◆ **Requests**:
A - Retype the court opinion from "SEAN A. THOMAS, APPELLANT" up to and including "Associate Judge Sullivan.".
B - Based on the court opinion, mark each statement yes or no, and quote the words that decide it: (i) The undercover officer paid appellant twenty dollars in prerecorded funds. (ii) Appellant testified at trial. (iii) Cocaine was found on appellant when he was arrested.
C - Continue the court opinion on the cocaine distribution appeal, picking up after its last sentence.

SEAN A. THOMAS, APPELLANT
v.
UNITED STATES, APPELLEE



Appeal from the Superior Court of the District of Columbia; (Hon. A. Franklin Burgess, Jr., Trial Judge)

Rehearing Denied July 23, 1993. Rehearing En Banc Granted July 23, 1993, Vacated July 23, 1993.

Before Ferren, Farrell, and Sullivan, Associate Judges. Opinion for the court by Associate Judge Ferren. Opinion Concurring in part and Dissenting in part by Associate Judge Sullivan.

The opinion of the court was delivered by: Ferren

FERREN, Associate Judge: A jury convicted appellant of distributing cocaine. D.C. Code § 33-541 (a)(1) (1988 Repl.). Appellant's primary contentions are that: (1) the evidence was insufficient to prove "usable amount"; (2) the trial court erred by failing to instruct the jury properly on "usable amount"; and (3) the prosecutor's misconduct in closing argument denied appellant a fair trial. We conclude that several of the prosecutor's comments and actions during rebuttal argument were unprofessional and, in some instances, clearly improper. But given the strength of the government's case and the trial court's corrective actions, we find no reversible error. We also conclude that some of the government drug expert's testimony was improper because it inappropriately defined for the jury an essential element of the crime of distribution ("usable amount"). Because there was no objection, however, we review for plain error and find none. We therefore affirm. *fn1

I.

The government's evidence showed a typical corner drug buy and bust. On the evening of October 3, 1989, Officer Rene Dessin, working undercover, was walking down Ninth Street, N.W., when appellant inquired whether he was "looking." The officer replied, "Yes, for twenty," meaning a twenty dollar rock of crack cocaine. Appellant held out two rocks. Officer Dessin selected one and then gave appellant twenty dollars in prerecorded funds. After returning to his car, the officer radioed a lookout description of appellant, and an arrest team moved in and arrested appellant, who had the prerecorded funds, but no cocaine, in his possession. Appellant did not testify but presented a defense of mistaken identification, supported by the testimony of three witnesses.

◆ **Data lines**:
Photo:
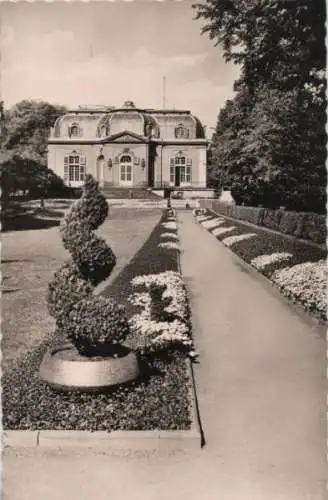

◆ **Responses in order**:
A -
SEAN A. THOMAS, APPELLANT
v.
UNITED STATES, APPELLEE



Appeal from the Superior Court of the District of Columbia; (Hon. A. Franklin Burgess, Jr., Trial Judge)

Rehearing Denied July 23, 1993. Rehearing En Banc Granted July 23, 1993, Vacated July 23, 1993.

Before Ferren, Farrell, and Sullivan, Associate Judges. Opinion for the court by Associate Judge Ferren. Opinion Concurring in part and Dissenting in part by Associate Judge Sullivan.

B -
(i) Yes: "Officer Dessin selected one and then gave appellant twenty dollars in prerecorded funds."
(ii) No: "Appellant did not testify but presented a defense of mistaken identification"
(iii) No: "who had the prerecorded funds, but no cocaine, in his possession."

C -
II.

Appellant contends that the prosecutor's rebuttal argument constituted misconduct requiring reversal. At the beginning of his rebuttal, the prosecutor stated:

Well, the Government submits to you after what you just heard [the defense's closing argument] this place is worse than a waiting room [the trial Judge had earlier asked the jurors to conduct themselves appropriately because the courtroom was not a "waiting room"], this place is like one of the restrooms they haven't cleaned out in about a year, after what you just heard in the courtroom today. If you want to send a message, ladies and gentlemen, send a message to this guy right here --

At that point defense counsel objected, and the trial court admonished the prosecutor to "stay away from the defendant in that manner."

The prosecutor continued:

Send a message to him, don't sell drugs; you are guilty of selling drugs. And we told you what the core of this case was, ladies and gentlemen, the core of this case, in less than five minutes an undercover transaction, that transaction took place between Officer Dessin and this young person over there -- young person, maybe the Government is giving him too much credit --

When defense counsel raised another objection, the court ordered the prosecutor up to the bench, where the court strongly admonished the prosecutor again. Apparently the prosecutor had approached appellant and had emphasized one of his points by slapping down a piece of paper on the table, because the court warned the prosecutor to control himself, to stay away from appellant, and to ...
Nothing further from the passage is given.